### TO DO
Could you repeat the stretch of data from the line containing "of the distant" through the line containing "49], [150, 50]]", leaving out the pictures?

### DATA LINES
————————

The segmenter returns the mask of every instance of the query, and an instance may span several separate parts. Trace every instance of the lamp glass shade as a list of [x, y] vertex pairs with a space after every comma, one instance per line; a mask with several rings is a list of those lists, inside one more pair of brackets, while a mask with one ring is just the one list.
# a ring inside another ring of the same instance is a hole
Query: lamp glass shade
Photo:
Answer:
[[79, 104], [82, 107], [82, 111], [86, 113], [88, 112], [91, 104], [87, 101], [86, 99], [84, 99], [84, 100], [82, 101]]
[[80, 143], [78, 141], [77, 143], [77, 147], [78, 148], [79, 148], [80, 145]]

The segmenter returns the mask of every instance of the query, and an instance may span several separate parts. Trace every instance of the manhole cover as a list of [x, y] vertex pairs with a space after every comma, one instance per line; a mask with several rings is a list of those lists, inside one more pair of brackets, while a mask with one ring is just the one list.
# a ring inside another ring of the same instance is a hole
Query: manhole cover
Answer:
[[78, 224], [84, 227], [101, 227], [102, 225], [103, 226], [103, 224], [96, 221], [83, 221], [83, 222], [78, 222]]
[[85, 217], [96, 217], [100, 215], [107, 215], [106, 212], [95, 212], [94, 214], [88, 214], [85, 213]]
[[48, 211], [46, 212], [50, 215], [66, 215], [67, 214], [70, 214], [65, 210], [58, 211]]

————————

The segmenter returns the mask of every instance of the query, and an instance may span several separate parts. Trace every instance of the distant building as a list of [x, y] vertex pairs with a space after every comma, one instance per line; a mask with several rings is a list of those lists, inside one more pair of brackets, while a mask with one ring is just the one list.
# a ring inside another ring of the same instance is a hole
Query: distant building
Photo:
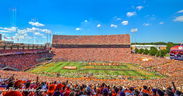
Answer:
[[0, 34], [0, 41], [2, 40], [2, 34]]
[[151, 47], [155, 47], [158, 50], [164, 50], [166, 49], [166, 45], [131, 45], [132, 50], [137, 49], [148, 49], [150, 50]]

————————

### RESULT
The segmenter returns the mask of every instance of the query, and an instance may span several separate parts. Trace every instance of the distant building as a list of [x, y] vertex pairs with a space after every comma, one instance per line; a mask with several rings is a list of those lists, inside one more pair of brackets, while a mask with one ring is just the one list.
# a ring inside another ring of the same instance is a hole
Query: distant building
Photo:
Answer:
[[0, 34], [0, 41], [2, 40], [2, 34]]
[[151, 47], [155, 47], [158, 50], [164, 50], [166, 49], [166, 45], [131, 45], [132, 50], [137, 49], [148, 49], [150, 50]]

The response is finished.